─── Records shown
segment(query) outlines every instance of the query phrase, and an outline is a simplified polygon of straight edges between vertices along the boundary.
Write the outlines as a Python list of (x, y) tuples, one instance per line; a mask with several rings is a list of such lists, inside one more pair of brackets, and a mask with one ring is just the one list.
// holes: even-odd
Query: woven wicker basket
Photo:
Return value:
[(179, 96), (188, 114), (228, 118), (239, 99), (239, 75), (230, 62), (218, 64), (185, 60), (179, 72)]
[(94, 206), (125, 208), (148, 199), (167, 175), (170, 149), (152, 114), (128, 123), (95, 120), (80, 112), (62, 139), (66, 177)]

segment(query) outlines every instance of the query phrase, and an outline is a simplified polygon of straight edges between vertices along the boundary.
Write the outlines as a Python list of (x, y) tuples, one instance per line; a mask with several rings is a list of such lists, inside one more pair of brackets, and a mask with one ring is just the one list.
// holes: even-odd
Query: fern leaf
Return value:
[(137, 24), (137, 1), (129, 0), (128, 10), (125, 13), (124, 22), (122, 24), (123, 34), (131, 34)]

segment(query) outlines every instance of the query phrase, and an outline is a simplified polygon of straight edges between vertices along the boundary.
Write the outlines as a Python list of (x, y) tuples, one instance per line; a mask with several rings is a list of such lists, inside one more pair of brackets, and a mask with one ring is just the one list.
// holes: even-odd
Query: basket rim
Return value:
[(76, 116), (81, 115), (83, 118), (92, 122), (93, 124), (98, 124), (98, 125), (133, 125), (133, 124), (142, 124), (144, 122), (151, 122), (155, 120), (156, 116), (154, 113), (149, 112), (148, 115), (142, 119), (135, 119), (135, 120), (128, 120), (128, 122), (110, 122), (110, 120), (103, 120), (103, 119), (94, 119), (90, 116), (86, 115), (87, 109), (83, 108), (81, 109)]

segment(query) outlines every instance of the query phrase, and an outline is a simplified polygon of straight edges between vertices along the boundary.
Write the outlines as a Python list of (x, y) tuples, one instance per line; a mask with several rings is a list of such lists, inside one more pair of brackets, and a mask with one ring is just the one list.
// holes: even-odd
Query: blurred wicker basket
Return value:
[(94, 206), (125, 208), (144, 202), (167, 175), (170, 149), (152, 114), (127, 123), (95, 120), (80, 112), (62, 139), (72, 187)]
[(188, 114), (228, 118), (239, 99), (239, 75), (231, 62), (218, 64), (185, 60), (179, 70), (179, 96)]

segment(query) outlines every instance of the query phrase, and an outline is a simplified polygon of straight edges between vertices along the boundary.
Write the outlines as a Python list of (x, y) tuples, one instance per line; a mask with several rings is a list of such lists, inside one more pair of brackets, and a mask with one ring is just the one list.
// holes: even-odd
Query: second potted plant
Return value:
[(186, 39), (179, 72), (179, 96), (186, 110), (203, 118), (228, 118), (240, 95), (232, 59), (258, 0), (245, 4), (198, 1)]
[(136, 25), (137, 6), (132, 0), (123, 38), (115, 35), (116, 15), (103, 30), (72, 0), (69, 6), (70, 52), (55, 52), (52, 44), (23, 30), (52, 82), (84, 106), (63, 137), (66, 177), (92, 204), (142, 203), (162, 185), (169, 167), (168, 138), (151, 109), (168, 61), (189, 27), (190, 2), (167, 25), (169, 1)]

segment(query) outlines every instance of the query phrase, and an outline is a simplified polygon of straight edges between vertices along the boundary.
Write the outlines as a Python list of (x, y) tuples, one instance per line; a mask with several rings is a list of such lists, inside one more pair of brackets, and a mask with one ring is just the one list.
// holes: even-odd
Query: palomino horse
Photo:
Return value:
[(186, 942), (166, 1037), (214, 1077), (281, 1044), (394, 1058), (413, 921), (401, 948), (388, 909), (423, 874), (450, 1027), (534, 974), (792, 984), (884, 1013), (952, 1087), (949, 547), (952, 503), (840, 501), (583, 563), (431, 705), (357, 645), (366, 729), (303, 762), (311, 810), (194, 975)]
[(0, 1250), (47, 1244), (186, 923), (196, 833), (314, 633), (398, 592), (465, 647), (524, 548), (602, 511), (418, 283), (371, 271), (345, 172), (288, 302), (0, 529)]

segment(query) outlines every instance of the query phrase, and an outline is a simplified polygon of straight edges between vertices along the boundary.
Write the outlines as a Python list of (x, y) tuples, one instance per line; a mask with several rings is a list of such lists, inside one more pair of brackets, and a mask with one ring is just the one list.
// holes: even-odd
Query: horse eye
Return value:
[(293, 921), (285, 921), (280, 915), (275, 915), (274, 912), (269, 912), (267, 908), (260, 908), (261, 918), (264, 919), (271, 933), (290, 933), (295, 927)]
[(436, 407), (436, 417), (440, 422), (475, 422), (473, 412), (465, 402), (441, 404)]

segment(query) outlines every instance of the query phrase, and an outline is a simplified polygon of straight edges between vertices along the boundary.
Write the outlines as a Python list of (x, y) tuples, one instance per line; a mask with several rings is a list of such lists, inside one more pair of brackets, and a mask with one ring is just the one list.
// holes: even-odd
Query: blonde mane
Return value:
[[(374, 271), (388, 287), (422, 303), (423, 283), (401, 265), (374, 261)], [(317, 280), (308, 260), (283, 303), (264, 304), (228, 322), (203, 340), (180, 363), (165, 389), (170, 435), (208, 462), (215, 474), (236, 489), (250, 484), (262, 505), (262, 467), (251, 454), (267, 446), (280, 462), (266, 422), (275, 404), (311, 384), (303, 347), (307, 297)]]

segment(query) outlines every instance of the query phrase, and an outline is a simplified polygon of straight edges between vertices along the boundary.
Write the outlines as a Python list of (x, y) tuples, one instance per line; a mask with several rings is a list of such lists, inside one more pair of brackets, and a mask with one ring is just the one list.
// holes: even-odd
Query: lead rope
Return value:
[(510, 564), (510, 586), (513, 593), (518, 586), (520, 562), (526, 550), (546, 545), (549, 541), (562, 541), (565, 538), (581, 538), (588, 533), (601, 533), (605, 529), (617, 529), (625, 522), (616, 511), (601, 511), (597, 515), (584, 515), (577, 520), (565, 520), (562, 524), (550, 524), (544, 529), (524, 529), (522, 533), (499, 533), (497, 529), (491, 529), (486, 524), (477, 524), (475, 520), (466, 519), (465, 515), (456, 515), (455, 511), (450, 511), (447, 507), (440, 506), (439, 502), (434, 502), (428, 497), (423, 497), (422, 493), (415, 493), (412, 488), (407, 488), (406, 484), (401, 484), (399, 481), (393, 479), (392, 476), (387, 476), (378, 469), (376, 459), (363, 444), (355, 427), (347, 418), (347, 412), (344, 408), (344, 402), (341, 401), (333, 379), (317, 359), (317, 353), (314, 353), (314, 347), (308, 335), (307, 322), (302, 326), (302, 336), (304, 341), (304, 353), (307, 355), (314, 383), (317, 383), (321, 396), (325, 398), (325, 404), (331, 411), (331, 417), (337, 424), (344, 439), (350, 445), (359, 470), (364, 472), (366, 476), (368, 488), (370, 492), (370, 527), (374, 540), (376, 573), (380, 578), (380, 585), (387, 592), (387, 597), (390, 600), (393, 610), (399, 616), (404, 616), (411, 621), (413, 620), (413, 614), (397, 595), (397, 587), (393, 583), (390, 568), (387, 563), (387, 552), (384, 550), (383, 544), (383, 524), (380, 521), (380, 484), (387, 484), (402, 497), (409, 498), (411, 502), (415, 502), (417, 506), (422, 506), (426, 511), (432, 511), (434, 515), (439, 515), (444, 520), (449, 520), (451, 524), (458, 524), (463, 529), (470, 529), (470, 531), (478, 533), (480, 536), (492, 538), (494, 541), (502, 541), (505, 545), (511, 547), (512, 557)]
──────
Set problem:
Write out all of the lines above again, character for character.

Worked answer:
segment(query) outlines every instance of the query phrase, and an outline is a simplified polygon of straight edges between vertices along the boundary.
Write the outlines as a Python list of (x, y) tuples, one instance per line; a mask with several rings is a list of such lists, inside one more pair of brackets, and a mask with one ring is just the one list.
// holes: even-odd
Query: woven wicker basket
Photo:
Return value:
[(179, 96), (188, 114), (228, 118), (239, 99), (239, 75), (230, 62), (218, 64), (185, 60), (179, 72)]
[(94, 206), (125, 208), (148, 199), (167, 175), (170, 149), (152, 114), (128, 123), (95, 120), (80, 112), (62, 139), (66, 177)]

segment(query) outlines every instance of the query phrase, and an outline is a simplified polygon of straight edges between vertices along the boundary.
Write the outlines as a Python list of (x, y) tuples, one instance per line; a mask with several rings is a list of such lists, inside one more pair of brackets, and a mask with one ring is just the one list.
// holes: even-odd
Query: fern leaf
Return value:
[(137, 24), (137, 1), (129, 0), (128, 10), (125, 13), (124, 22), (122, 24), (123, 34), (131, 34)]

segment(query) outlines every instance of the query phrase, and an outline is a simplified polygon of straight edges between vertices along the boundary.
Write the outlines as a Python list of (x, y) tuples, one instance per line; a mask with several rings is a list of such lists, inside one more pair of brackets, and a mask with one ring is just the one list.
// holes: even-odd
Query: basket rim
Return value:
[(76, 116), (81, 115), (83, 118), (92, 122), (93, 124), (98, 124), (98, 125), (133, 125), (133, 124), (142, 124), (144, 122), (151, 122), (155, 120), (156, 116), (154, 113), (149, 112), (148, 115), (142, 119), (135, 119), (135, 120), (128, 120), (128, 122), (110, 122), (110, 120), (103, 120), (103, 119), (94, 119), (90, 116), (86, 115), (87, 109), (83, 108), (81, 109)]

segment(query) outlines every instance of the query phrase, and an outline is a simplified polygon of straight edges between vertices along the boundary.
Write the outlines as a Python list of (x, y) tuples, one instance per line; a mask with several rings is a list of such lists, inside one more pair of brackets, and a mask with one ring is just the one list.
// holes: even-odd
Query: blurred wicker basket
Return value:
[(94, 206), (125, 208), (144, 202), (167, 175), (170, 149), (152, 114), (127, 123), (95, 120), (80, 112), (62, 139), (72, 187)]
[(188, 114), (228, 118), (239, 99), (239, 75), (231, 62), (218, 64), (185, 60), (179, 70), (179, 96)]

segment(query) outlines every instance of the query phrase, and an outline is a simplified polygon of straight edges between vertices along the boundary.
Write the outlines as a Python list of (x, y) tuples, one instance per line; a mask with several rings is a list of such lists, inside one more pair of brackets, and a mask with one ring is just the one list.
// holes: even-odd
Query: second potted plant
Return value:
[(186, 39), (179, 72), (179, 96), (186, 110), (203, 118), (228, 118), (240, 95), (232, 59), (258, 0), (245, 4), (198, 1)]
[(136, 25), (137, 6), (132, 0), (123, 38), (115, 35), (116, 15), (103, 30), (72, 0), (69, 6), (70, 52), (55, 52), (52, 44), (23, 30), (52, 82), (84, 106), (63, 137), (66, 177), (92, 204), (142, 203), (162, 185), (169, 167), (168, 138), (151, 109), (168, 61), (189, 27), (190, 2), (167, 25), (169, 1)]

segment(query) outlines every instance of the query phrase, and an outline is a simplified polygon of straight edges between vertices along the boundary.
Write the outlines as a Python list of (x, y) tuples, one instance per line; a mask with several rings is a list of such lists, inside one more pair of brackets, and a mask with one ring is just the one list.
// holes: even-odd
Query: palomino horse
Photo:
Return value:
[(186, 942), (166, 1037), (214, 1077), (281, 1044), (394, 1058), (413, 921), (401, 948), (388, 909), (423, 874), (450, 1027), (534, 974), (792, 984), (884, 1013), (952, 1087), (949, 547), (952, 503), (840, 501), (583, 563), (431, 705), (357, 645), (366, 729), (303, 762), (311, 810), (194, 975)]
[(0, 1250), (47, 1244), (186, 923), (196, 833), (314, 633), (398, 592), (465, 647), (524, 548), (602, 511), (418, 283), (371, 271), (345, 172), (288, 302), (0, 529)]

segment(query) outlines every instance of the query phrase, and an outline is a simplified polygon of straight edges between vertices along the boundary.
Write the outlines as a Python list of (x, y) tuples, one instance per line; a mask with several rings is a list of such lists, inside one more pair of brackets, and a mask with one ring is just the one list.
// holes: even-odd
Query: horse eye
Return value:
[(293, 921), (285, 921), (280, 915), (275, 915), (274, 912), (269, 912), (267, 908), (260, 908), (261, 918), (264, 919), (271, 933), (290, 933), (295, 927)]
[(436, 407), (436, 417), (440, 422), (475, 422), (473, 412), (465, 402), (441, 404)]

segment(query) outlines every instance of the query phrase, and an outline is a simplified polygon of straight edges between vertices along the boundary.
Write the outlines as a Python list of (x, y) tuples, one instance per line; a mask with several rings is a list of such lists, inside one more pair of brackets, and a mask with one ring is just the one list.
// holes: even-odd
Query: blonde mane
Return value:
[[(374, 271), (388, 287), (422, 303), (423, 283), (401, 265), (374, 261)], [(317, 280), (308, 260), (283, 303), (264, 304), (228, 322), (203, 340), (180, 363), (165, 389), (170, 435), (208, 462), (215, 474), (236, 489), (250, 484), (262, 505), (262, 467), (251, 454), (267, 446), (280, 462), (266, 422), (275, 404), (311, 384), (303, 347), (307, 297)]]

segment(query) outlines every instance of the query phrase, and an outline is a simplified polygon of straight edges between vertices along the boundary.
Write the outlines as a Python list of (x, y) tuples, one instance per line; a mask with several rings is a list of such lists, inside one more pair of brackets, and a mask with one ring is just the one list.
// holes: even-odd
Query: lead rope
Return value:
[(510, 564), (510, 586), (513, 593), (518, 586), (520, 562), (526, 550), (546, 545), (549, 541), (562, 541), (565, 538), (581, 538), (588, 533), (601, 533), (605, 529), (617, 529), (625, 522), (616, 511), (601, 511), (597, 515), (584, 515), (577, 520), (565, 520), (562, 524), (550, 524), (544, 529), (524, 529), (522, 533), (499, 533), (497, 529), (491, 529), (486, 524), (477, 524), (475, 520), (466, 519), (465, 515), (456, 515), (455, 511), (450, 511), (447, 507), (440, 506), (439, 502), (434, 502), (428, 497), (423, 497), (422, 493), (415, 493), (412, 488), (407, 488), (406, 484), (401, 484), (399, 481), (393, 479), (392, 476), (387, 476), (378, 469), (376, 459), (363, 444), (355, 427), (347, 418), (347, 412), (344, 408), (344, 402), (341, 401), (333, 379), (317, 359), (317, 353), (314, 353), (314, 347), (308, 335), (307, 322), (302, 326), (302, 336), (304, 341), (304, 353), (307, 355), (314, 383), (317, 383), (321, 396), (325, 398), (325, 404), (331, 411), (331, 417), (337, 424), (344, 439), (350, 445), (359, 470), (364, 472), (366, 476), (368, 488), (370, 492), (370, 527), (374, 540), (376, 573), (380, 578), (380, 585), (387, 592), (387, 597), (390, 600), (393, 610), (399, 616), (404, 616), (411, 621), (413, 620), (413, 614), (397, 595), (397, 587), (393, 583), (390, 568), (387, 563), (387, 552), (384, 550), (383, 544), (383, 524), (380, 521), (380, 484), (387, 484), (402, 497), (409, 498), (411, 502), (415, 502), (417, 506), (422, 506), (426, 511), (432, 511), (434, 515), (439, 515), (444, 520), (449, 520), (451, 524), (458, 524), (463, 529), (470, 529), (470, 531), (478, 533), (480, 536), (492, 538), (494, 541), (502, 541), (505, 545), (511, 547), (512, 557)]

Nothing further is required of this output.